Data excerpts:
============
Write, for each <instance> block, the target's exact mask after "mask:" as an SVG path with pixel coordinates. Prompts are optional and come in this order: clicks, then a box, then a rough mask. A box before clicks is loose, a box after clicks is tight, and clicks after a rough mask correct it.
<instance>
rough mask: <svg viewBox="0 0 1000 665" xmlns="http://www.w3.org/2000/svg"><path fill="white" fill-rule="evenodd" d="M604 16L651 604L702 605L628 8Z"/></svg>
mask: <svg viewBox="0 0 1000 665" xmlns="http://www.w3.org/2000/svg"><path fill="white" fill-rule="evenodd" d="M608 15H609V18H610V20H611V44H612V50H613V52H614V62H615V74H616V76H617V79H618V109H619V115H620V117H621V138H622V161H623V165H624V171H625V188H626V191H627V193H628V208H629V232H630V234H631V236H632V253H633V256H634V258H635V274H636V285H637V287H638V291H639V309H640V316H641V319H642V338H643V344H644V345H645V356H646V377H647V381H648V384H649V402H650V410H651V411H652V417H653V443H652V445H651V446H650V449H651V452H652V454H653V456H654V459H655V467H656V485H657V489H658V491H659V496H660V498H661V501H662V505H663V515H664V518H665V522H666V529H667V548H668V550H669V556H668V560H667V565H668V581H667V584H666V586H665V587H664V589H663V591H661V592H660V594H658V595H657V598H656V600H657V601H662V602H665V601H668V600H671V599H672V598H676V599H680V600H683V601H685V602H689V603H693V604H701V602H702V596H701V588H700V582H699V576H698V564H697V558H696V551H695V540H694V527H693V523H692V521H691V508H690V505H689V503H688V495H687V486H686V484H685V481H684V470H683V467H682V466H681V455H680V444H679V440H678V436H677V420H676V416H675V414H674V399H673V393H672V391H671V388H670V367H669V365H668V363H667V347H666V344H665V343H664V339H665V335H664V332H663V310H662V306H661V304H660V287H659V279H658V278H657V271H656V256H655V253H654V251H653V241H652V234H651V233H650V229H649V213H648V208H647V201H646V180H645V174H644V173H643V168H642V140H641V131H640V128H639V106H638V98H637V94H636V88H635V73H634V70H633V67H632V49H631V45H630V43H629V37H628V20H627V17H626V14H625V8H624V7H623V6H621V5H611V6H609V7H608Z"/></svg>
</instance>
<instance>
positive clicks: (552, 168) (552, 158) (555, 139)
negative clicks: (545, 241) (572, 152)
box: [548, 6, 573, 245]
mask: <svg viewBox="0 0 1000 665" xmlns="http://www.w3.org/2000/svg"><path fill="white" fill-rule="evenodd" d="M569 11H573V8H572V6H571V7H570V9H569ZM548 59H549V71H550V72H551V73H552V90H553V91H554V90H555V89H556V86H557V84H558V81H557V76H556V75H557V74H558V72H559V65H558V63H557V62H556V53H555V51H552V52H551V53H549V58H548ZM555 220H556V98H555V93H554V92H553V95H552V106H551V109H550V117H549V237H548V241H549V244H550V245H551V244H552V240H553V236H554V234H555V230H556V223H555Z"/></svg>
============
### YOUR INSTRUCTIONS:
With nothing added or dropped, reproduce all the data exactly.

### EXERCISE OUTPUT:
Write, for each <instance> block, the target's exact mask after "mask:" as an SVG path with pixel coordinates. Prompts are optional and come in this order: clicks, then a box, then a rough mask. A box before clicks is loose, a box after clicks is tight, and clicks after a rough mask correct it.
<instance>
rough mask: <svg viewBox="0 0 1000 665" xmlns="http://www.w3.org/2000/svg"><path fill="white" fill-rule="evenodd" d="M604 16L651 604L702 605L628 8Z"/></svg>
mask: <svg viewBox="0 0 1000 665" xmlns="http://www.w3.org/2000/svg"><path fill="white" fill-rule="evenodd" d="M608 15H609V18H610V20H611V44H612V50H613V52H614V62H615V74H616V76H617V79H618V109H619V115H620V117H621V138H622V161H623V165H624V171H625V188H626V191H627V193H628V208H629V232H630V234H631V236H632V253H633V256H634V258H635V274H636V285H637V287H638V291H639V309H640V316H641V319H642V338H643V344H644V345H645V356H646V377H647V381H648V384H649V402H650V410H651V411H652V417H653V443H652V445H651V446H650V449H651V452H652V454H653V456H654V459H655V467H656V485H657V489H658V491H659V496H660V498H661V501H662V505H663V515H664V518H665V522H666V529H667V548H668V550H669V556H668V560H667V565H668V581H667V584H666V586H665V587H664V589H663V591H661V592H660V594H658V595H657V598H656V600H657V601H662V602H665V601H668V600H671V599H672V598H676V599H680V600H683V601H685V602H689V603H693V604H701V602H702V596H701V588H700V582H699V576H698V564H697V558H696V551H695V540H694V527H693V523H692V521H691V508H690V505H689V503H688V495H687V486H686V484H685V481H684V470H683V467H682V466H681V455H680V444H679V440H678V436H677V420H676V416H675V414H674V399H673V393H672V391H671V388H670V367H669V365H668V363H667V347H666V344H665V343H664V339H665V335H664V332H663V310H662V306H661V304H660V287H659V279H658V278H657V271H656V256H655V253H654V251H653V241H652V234H651V233H650V229H649V213H648V208H647V201H646V180H645V174H644V173H643V168H642V140H641V131H640V128H639V106H638V98H637V94H636V88H635V73H634V70H633V67H632V49H631V45H630V43H629V37H628V20H627V17H626V14H625V8H624V7H623V6H621V5H611V6H609V7H608Z"/></svg>
</instance>
<instance>
positive clicks: (552, 168) (552, 158) (555, 139)
negative clicks: (545, 241) (572, 152)
box: [548, 6, 573, 245]
mask: <svg viewBox="0 0 1000 665" xmlns="http://www.w3.org/2000/svg"><path fill="white" fill-rule="evenodd" d="M569 11H573V8H572V6H571V7H570V9H569ZM548 59H549V71H550V72H551V73H552V90H553V91H554V90H555V89H556V86H557V84H558V81H557V76H556V75H557V74H558V72H559V65H558V63H557V62H556V53H555V51H552V52H551V53H549V58H548ZM555 220H556V98H555V93H554V92H553V95H552V106H551V109H550V117H549V237H548V241H549V244H550V245H551V244H552V240H553V236H554V234H555V230H556V223H555Z"/></svg>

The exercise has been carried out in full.